→ **EXTRACTED TEXT**
┄┄┄┄┄┄┄┄┄┄

Elements of Genetics pp.110-112 (1969)
C. D. Darlington and K. Mather

Somatic Mutation

Instances are known, in Antirrhinum and elsewhere, of two allelomorphic genes or two homologous chromosomes mutating in the cell simultaneously to the same new allelomorphs. Such events suggest a chemical determinacy in the mutation even if they arise in two steps. These instances are, however, very rare and it is a remarkable fact, or even principle, that allelomorphs are (with these few exceptions) independent in their mutations. The original form of any change or mutation in the body of a zygote must therefore be a heterozygote. And the original form of any heterozygote must be a mutation. Only later can the heterozygote appear as we characteristically find it, that is as a cross between two homozygotes, as a hybrid in the restricted pre-mendelian sense.

┄┄┄┄┄┄┄┄┄┄

→ **DATA LISTING**

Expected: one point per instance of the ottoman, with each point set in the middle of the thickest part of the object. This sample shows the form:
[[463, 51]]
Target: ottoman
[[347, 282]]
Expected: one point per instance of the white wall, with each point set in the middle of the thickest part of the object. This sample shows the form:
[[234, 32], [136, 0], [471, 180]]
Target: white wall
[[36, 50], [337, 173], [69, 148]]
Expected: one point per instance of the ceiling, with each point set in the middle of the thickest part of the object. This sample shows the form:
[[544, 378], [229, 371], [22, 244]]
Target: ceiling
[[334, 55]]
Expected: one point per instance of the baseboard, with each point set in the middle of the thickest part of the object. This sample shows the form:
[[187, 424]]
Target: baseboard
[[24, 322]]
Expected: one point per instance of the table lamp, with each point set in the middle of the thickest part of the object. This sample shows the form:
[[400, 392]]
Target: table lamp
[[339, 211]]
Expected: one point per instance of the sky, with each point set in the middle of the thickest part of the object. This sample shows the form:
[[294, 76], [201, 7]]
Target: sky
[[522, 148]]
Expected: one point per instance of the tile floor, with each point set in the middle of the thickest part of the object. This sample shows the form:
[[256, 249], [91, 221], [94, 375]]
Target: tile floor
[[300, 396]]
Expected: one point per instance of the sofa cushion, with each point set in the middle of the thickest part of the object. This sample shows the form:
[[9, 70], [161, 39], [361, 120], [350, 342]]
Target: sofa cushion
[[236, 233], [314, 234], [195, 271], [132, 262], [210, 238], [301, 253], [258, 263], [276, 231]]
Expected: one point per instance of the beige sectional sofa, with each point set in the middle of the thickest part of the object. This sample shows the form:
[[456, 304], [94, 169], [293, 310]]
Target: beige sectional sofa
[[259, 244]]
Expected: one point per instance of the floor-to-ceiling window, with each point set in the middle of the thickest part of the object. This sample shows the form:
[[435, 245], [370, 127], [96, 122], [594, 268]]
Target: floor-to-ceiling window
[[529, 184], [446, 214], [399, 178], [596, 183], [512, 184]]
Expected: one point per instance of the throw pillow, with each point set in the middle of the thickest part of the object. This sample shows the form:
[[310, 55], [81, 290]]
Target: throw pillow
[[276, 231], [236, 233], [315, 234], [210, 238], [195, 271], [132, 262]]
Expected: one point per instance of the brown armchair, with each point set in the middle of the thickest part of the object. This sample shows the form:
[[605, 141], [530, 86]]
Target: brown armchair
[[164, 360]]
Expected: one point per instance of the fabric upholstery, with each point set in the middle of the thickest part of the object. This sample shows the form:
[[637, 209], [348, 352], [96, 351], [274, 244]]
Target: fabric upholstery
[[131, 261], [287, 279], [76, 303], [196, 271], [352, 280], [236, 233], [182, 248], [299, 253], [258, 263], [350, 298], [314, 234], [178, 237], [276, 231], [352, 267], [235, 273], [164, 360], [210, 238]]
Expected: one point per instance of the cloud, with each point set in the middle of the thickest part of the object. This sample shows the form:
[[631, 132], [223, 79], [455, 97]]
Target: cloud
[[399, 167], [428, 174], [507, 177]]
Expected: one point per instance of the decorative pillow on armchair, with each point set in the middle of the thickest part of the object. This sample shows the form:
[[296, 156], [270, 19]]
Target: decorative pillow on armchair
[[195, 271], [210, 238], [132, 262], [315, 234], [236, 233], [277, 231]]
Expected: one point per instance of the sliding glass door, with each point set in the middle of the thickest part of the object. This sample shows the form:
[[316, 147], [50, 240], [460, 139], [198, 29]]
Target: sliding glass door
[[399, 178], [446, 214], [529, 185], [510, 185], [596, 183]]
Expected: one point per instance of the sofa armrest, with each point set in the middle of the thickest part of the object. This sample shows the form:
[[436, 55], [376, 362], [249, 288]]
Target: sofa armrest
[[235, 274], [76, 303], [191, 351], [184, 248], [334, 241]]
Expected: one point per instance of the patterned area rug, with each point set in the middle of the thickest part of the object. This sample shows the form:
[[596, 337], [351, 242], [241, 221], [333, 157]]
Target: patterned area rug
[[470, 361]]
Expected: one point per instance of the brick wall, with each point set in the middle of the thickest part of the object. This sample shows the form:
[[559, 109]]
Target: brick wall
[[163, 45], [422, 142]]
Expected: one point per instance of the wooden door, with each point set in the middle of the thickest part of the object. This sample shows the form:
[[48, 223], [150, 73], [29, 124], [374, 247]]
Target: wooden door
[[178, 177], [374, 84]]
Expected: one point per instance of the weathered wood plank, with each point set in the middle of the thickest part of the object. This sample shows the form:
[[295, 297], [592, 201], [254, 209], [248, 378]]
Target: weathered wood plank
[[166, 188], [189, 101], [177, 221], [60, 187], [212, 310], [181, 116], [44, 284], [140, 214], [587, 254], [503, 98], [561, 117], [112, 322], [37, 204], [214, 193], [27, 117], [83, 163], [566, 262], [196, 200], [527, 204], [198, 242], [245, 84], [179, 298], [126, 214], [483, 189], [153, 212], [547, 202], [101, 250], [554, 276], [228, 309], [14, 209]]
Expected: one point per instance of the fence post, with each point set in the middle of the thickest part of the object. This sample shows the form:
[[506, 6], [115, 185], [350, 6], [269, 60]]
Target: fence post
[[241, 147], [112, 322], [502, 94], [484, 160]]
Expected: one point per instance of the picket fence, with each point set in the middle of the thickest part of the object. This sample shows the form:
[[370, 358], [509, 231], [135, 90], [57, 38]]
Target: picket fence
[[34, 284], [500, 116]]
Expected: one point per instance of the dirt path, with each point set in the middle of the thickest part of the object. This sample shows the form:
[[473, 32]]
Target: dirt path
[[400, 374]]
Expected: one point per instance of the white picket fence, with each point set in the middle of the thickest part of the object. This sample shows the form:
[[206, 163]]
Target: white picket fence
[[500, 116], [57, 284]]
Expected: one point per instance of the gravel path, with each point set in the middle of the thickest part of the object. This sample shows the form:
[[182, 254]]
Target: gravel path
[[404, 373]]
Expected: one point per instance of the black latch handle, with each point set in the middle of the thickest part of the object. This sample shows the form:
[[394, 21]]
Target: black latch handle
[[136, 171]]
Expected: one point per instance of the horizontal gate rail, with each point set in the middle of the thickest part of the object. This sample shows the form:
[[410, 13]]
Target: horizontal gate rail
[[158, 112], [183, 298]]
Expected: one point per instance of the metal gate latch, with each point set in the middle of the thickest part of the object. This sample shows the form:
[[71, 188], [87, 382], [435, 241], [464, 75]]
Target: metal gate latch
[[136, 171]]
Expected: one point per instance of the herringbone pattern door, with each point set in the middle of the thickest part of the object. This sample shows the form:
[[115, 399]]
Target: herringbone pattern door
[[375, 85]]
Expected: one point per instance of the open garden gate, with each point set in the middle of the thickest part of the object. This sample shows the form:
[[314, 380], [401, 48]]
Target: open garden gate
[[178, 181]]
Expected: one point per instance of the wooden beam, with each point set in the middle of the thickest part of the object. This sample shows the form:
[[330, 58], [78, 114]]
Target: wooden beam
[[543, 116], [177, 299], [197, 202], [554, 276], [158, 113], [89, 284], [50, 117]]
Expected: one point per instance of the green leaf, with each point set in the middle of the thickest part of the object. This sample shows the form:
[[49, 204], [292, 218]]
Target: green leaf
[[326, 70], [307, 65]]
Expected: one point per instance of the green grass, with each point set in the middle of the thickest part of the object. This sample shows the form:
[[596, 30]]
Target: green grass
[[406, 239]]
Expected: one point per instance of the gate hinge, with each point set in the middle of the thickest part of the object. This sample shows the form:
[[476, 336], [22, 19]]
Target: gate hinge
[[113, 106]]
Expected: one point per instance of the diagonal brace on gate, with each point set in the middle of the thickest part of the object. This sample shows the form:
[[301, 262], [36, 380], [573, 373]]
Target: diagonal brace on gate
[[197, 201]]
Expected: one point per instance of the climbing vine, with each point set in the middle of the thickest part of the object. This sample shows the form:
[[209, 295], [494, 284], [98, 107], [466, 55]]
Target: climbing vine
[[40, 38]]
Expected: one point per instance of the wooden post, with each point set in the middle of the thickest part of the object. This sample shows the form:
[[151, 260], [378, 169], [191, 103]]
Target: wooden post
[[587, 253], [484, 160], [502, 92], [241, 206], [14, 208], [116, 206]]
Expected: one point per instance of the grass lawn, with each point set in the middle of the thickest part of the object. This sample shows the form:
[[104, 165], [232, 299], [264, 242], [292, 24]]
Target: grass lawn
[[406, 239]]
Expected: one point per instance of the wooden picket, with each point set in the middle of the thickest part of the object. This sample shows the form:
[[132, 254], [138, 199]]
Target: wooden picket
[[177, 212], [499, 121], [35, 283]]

┄┄┄┄┄┄┄┄┄┄

→ **SET OF TASKS**
[A] In the passage on somatic mutation, what must the original form of any change or mutation in the body of a zygote be?
[B] Please copy the somatic mutation passage word for word, beginning at the words "Instances are known, in" and stopping after "restricted pre-mendelian sense.".

→ **SET OF ANSWERS**
[A] A heterozygote.

[B]
Instances are known, in Antirrhinum and elsewhere, of two allelomorphic genes or two homologous chromosomes mutating in the cell simultaneously to the same new allelomorphs. Such events suggest a chemical determinacy in the mutation even if they arise in two steps. These instances are, however, very rare and it is a remarkable fact, or even principle, that allelomorphs are (with these few exceptions) independent in their mutations. The original form of any change or mutation in the body of a zygote must therefore be a heterozygote. And the original form of any heterozygote must be a mutation. Only later can the heterozygote appear as we characteristically find it, that is as a cross between two homozygotes, as a hybrid in the restricted pre-mendelian sense.